_Input_

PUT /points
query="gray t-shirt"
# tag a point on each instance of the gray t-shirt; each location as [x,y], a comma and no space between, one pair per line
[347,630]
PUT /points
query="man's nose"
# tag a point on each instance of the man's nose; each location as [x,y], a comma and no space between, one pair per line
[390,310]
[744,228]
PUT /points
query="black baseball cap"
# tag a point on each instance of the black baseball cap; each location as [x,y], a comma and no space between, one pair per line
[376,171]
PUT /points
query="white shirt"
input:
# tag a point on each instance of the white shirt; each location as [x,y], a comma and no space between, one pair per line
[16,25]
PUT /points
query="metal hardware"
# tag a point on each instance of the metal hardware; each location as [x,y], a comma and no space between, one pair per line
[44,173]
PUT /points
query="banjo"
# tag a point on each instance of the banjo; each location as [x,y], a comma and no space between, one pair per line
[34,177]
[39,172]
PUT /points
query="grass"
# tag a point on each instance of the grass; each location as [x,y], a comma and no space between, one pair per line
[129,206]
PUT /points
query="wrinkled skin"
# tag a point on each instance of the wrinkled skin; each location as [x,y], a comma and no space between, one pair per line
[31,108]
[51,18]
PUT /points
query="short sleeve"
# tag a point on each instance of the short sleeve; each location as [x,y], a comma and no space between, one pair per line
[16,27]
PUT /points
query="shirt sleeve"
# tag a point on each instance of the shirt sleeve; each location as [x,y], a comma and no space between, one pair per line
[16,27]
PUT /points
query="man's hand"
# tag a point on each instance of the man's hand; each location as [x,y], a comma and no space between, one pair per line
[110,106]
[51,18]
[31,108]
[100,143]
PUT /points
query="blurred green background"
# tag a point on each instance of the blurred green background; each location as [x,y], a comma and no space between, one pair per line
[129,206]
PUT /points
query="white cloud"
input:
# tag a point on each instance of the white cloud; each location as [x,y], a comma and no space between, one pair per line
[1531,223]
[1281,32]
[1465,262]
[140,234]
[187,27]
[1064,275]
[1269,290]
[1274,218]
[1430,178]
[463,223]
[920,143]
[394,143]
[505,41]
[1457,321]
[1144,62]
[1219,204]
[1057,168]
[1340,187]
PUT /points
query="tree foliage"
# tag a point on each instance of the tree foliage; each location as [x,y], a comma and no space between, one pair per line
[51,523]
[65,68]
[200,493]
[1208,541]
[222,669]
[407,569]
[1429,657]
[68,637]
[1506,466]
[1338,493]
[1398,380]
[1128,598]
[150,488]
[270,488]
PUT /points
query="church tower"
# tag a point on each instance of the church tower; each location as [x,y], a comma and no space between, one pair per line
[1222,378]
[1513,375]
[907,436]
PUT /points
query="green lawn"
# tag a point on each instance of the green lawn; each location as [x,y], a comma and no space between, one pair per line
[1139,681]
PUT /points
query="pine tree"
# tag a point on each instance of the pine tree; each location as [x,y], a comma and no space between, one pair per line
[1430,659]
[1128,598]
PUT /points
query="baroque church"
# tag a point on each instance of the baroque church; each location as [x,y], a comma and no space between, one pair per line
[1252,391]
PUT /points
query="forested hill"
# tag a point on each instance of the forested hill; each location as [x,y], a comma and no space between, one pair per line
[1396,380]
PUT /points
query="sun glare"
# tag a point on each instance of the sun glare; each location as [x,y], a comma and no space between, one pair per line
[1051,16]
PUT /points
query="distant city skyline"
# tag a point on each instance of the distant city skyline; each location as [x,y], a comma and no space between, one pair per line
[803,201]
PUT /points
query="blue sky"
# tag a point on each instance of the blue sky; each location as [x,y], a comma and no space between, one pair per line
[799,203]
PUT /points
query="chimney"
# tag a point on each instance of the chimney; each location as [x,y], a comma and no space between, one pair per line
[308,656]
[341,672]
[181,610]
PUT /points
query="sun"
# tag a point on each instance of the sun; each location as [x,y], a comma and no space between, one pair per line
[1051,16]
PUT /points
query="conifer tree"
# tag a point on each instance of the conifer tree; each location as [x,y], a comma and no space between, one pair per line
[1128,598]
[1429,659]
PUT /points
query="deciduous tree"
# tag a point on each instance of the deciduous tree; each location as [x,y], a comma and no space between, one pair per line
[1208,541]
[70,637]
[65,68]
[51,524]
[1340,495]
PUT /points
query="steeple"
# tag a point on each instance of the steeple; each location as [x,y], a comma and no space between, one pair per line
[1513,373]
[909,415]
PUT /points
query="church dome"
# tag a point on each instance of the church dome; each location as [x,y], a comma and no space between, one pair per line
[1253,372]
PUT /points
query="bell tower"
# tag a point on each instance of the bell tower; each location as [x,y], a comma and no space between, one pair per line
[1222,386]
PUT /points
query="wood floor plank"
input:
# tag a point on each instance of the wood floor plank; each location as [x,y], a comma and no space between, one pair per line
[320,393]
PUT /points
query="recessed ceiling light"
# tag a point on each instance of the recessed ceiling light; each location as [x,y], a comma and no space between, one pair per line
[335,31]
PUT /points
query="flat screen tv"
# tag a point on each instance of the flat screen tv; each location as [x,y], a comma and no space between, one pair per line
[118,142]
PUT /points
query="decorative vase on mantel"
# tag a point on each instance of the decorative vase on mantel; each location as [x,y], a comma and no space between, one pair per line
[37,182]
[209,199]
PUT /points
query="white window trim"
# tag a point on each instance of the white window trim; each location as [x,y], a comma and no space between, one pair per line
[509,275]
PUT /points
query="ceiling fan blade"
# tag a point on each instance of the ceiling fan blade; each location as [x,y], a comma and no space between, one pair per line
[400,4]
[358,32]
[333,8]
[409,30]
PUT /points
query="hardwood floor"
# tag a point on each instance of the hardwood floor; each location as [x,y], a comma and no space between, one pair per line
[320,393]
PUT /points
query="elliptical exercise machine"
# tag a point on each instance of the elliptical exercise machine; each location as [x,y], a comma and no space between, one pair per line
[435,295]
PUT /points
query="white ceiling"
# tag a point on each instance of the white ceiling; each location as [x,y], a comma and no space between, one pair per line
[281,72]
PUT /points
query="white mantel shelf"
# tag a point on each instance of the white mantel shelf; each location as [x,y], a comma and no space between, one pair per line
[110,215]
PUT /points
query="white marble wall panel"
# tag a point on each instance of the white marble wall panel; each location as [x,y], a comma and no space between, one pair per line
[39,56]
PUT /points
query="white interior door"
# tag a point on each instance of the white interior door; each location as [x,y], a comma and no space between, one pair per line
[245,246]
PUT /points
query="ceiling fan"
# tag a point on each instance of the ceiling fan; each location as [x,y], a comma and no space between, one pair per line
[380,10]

_What to work on_
Each of the records shown above needs to be repeated exactly.

_Answer section_
PUT /points
query="gray t-shirt"
# tag a point on each instance of the gray t-shirt; each location as [x,y], a comma and no space between, one pair per line
[347,630]
PUT /points
query="man's nose"
# tag a point on each instance of the man's nose; each location as [x,y], a comma and no space between, one pair per line
[390,310]
[744,228]
PUT /points
query="black baseball cap"
# tag a point on each instance of the black baseball cap; each location as [x,y], a comma and no space between, one pair per line
[376,171]
PUT /points
query="white shirt"
input:
# tag a point on each instance of the white shirt; each location as [x,y], a comma and no space between, one pair per line
[16,25]
PUT /points
query="metal hardware"
# tag a point on each instance of the metal hardware; each location as [x,y], a comma and no space between, one pair per line
[44,173]
PUT /points
query="banjo"
# tag a point on each instance of the banjo; each location as [x,y], a comma and no space between, one pair per line
[34,177]
[39,172]
PUT /points
query="grass"
# tag a point on each instance of the grass; each location as [x,y], a comma and no space between, one pair per line
[129,206]
PUT /points
query="wrinkled skin"
# tag a point on each instance of the wrinkled skin; each location as [x,y], a comma and no space between, one pair per line
[31,108]
[51,18]
PUT /points
query="short sleeve"
# tag a point on each instance of the short sleeve; each location as [x,y], a comma and no space between, one pair per line
[16,27]
PUT /points
query="shirt sleeve"
# tag a point on each instance of the shirt sleeve; each location as [x,y], a comma and no space between, one pair per line
[16,27]
PUT /points
query="man's hand"
# tag a point on each instance of the man's hand; each location as [x,y], a comma and no space between, one pair per line
[110,106]
[51,18]
[31,108]
[100,143]
PUT /points
query="blurred green background"
# tag a point on each instance of the blurred green background; each location as [x,y], a comma and no space between, one pair per line
[129,206]
PUT /points
query="white cloud"
input:
# tag a point on each instance of the white cloud; each location as [x,y], a comma and no space between, one pair per line
[1531,223]
[1281,32]
[1465,262]
[140,234]
[187,27]
[1064,275]
[1269,290]
[1274,218]
[1430,178]
[463,223]
[920,143]
[394,143]
[505,41]
[1457,321]
[1144,62]
[1219,204]
[1057,168]
[1340,187]
PUT /points
query="tree foliage"
# tag a point on each instance of the tree foliage; each location as [x,y], a comma and no space between, one pair per line
[51,523]
[65,68]
[200,493]
[1208,541]
[222,669]
[407,569]
[1429,657]
[68,637]
[1506,466]
[1338,493]
[1398,380]
[1128,598]
[150,488]
[270,488]
PUT /points
query="church tower"
# tag a point on each instance of the church tower; each location as [x,y], a comma and no space between, one pair per line
[1222,378]
[1513,375]
[907,436]
PUT /points
query="green lawn"
# tag a point on each instance of the green lawn; each location as [x,y], a comma and no space between, one pair per line
[1139,681]
PUT /points
query="pine tree"
# tag a point on each instance of the pine tree; each location as [x,y], a comma and no space between, one pair per line
[1430,659]
[1128,598]
PUT /points
query="baroque church"
# tag a point on each instance of the baroque church; each location as [x,y], a comma and no space between, one pair per line
[1252,391]
PUT /points
query="forested hill"
# tag a point on each instance of the forested hill; each location as [x,y], a comma and no space between, one pair per line
[1396,380]
PUT /points
query="sun glare"
# tag a point on each instance of the sun glare; each location as [x,y], a comma and no space between, one pair per line
[1051,16]
PUT /points
query="distant city skyline"
# tag a point on each instance of the distant city skyline; each location as [x,y], a comma and no space between, one pair per line
[803,201]
PUT /points
query="blue sky"
# tag a point on each instance of the blue sky; each location as [x,y], a comma and no space between, one pair per line
[799,203]
PUT /points
query="chimney"
# tag a point on each instance of the chimney; each location as [x,y], a comma and no space between, one pair per line
[308,656]
[341,672]
[181,610]
PUT /points
query="sun"
# tag a point on each instance of the sun; each location as [x,y], a comma and no space between, one pair per line
[1051,16]
PUT /points
query="conifer tree"
# tag a point on each instance of the conifer tree; each location as [x,y], a comma and no space between, one pair per line
[1128,598]
[1429,659]
PUT /points
query="deciduous tree"
# tag a point on each instance of the deciduous tree; each location as [x,y], a comma and no space between, one pair per line
[1208,541]
[70,637]
[65,68]
[51,524]
[1340,495]
PUT /points
query="steeple"
# tag a point on each instance of the steeple; each location as [x,y], a comma and no space between, one pair per line
[1513,373]
[909,415]
PUT /points
query="church dome"
# tag a point on each instance of the church dome; each location as [x,y], a comma and no space between, one pair per line
[1253,372]
PUT /points
query="bell tower"
# tag a point on each instance of the bell tower; each location as [x,y], a comma and no space between, one pair per line
[1222,386]
PUT /points
query="wood floor plank"
input:
# tag a point on each instance of the wood floor plank; each location as [x,y], a comma and no space between, one pair per line
[320,393]
PUT /points
query="recessed ceiling light"
# tag a point on each instance of the recessed ceiling light; each location as [x,y], a comma and no space between, one pair per line
[335,31]
PUT /points
query="flat screen tv"
# tag a point on each instance of the flat screen tv; each location as [x,y], a comma and no space between, one pair per line
[118,142]
PUT /points
query="decorative vase on mantel"
# tag a point on each instance of the decorative vase on mantel; each location as [x,y], a comma and no space between, one pair per line
[37,182]
[209,199]
PUT /points
query="white window trim"
# tag a point on each instance of the white window trim; each location as [x,y], a comma and no space between, one pair per line
[509,275]
PUT /points
query="ceiling fan blade"
# tag a point on each instance of the ceiling fan blade; each location as [x,y], a comma and no space between, one pair per line
[400,4]
[358,32]
[333,8]
[409,30]
PUT /points
query="hardwood floor"
# tag a point on each instance of the hardwood floor; each location as [x,y], a comma and no space between, one pair per line
[320,393]
PUT /points
query="elliptical exercise machine"
# tag a point on each instance of the elliptical exercise machine; each location as [x,y], a comma and no space between, one pair per line
[435,295]
PUT /points
query="white ceiling"
# tag a point on each instance of the white ceiling; each location as [x,y], a comma and no space between, one pair per line
[281,72]
PUT /points
query="white mantel shelf"
# tag a point on each instance of the white mantel shelf; each location as [x,y], a comma and no space between, one pair per line
[110,215]
PUT /points
query="white marble wall panel"
# tag a point on each instance of the white marble wall panel; each location as [x,y], a comma and no space between, one pair per line
[39,56]
PUT /points
query="white interior door"
# tag a point on each instance of the white interior door; each location as [x,y], a comma and no space between, one pair per line
[245,246]
PUT /points
query="ceiling fan"
# tag a point on each instance of the ceiling fan; each location as [x,y], a comma and no space between, one pair per line
[380,10]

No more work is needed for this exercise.